Work to complete: What are the lines from the one containing "Where can you see the person" through the end of the listing below? Return them exactly, and only them.
═══
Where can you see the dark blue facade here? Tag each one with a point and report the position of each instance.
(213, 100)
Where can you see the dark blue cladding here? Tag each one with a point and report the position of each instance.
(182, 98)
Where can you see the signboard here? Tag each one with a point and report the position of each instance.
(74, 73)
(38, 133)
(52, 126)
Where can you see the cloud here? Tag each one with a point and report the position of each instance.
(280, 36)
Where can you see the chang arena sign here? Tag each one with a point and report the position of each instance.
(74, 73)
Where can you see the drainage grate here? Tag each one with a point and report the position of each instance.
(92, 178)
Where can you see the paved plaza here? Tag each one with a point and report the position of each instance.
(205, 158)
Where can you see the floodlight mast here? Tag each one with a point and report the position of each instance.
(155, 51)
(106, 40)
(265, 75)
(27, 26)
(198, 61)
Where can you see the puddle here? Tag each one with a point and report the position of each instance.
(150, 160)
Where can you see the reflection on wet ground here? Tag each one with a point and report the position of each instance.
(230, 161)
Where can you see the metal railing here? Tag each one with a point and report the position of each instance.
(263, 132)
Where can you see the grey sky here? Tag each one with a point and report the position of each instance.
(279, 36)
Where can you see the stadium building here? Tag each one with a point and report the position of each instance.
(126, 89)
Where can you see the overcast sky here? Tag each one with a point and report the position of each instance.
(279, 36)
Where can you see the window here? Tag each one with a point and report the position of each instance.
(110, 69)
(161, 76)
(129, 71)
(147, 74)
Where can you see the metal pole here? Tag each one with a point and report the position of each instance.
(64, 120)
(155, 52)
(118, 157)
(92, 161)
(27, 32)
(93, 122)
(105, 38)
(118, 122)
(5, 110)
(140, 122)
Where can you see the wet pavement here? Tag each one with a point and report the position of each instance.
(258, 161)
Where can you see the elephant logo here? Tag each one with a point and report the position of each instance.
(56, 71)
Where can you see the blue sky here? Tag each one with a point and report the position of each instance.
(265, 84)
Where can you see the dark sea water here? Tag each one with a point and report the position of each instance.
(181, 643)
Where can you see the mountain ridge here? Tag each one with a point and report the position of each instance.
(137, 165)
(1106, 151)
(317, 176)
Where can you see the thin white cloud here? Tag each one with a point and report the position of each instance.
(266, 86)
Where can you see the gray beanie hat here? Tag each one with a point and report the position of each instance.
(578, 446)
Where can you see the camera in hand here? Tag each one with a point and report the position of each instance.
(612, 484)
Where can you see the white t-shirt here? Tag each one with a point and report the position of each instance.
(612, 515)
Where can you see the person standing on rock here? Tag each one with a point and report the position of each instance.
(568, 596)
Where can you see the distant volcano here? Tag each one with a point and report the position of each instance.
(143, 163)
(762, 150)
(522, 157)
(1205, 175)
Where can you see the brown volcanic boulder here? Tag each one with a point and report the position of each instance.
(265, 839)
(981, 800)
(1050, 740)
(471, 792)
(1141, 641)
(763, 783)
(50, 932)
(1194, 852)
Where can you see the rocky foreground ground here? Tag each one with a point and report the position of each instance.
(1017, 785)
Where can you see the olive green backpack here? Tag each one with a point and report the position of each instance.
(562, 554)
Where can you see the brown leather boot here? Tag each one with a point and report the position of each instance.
═══
Answer for the task:
Where can you see the person standing on rock here? Tag each one with a point and report the position of each instance.
(568, 596)
Where can you see the distant volcano here? Tag each one with a point and report the position of each instance.
(143, 163)
(762, 150)
(522, 157)
(1205, 175)
Where can you see the brown volcanic boulder here? Tag each one with a point and report the position of each instance.
(265, 839)
(981, 800)
(1050, 740)
(471, 792)
(1141, 641)
(763, 783)
(50, 932)
(1194, 852)
Where can you see the rocky foreground ground here? Tag each one with a point and report the position of each instance.
(1017, 785)
Where can you see the olive green backpack here? Tag each one with a point and report the position of each instance.
(562, 554)
Where can you see the brown leather boot here? Tag each one with a point and report the position of each instance.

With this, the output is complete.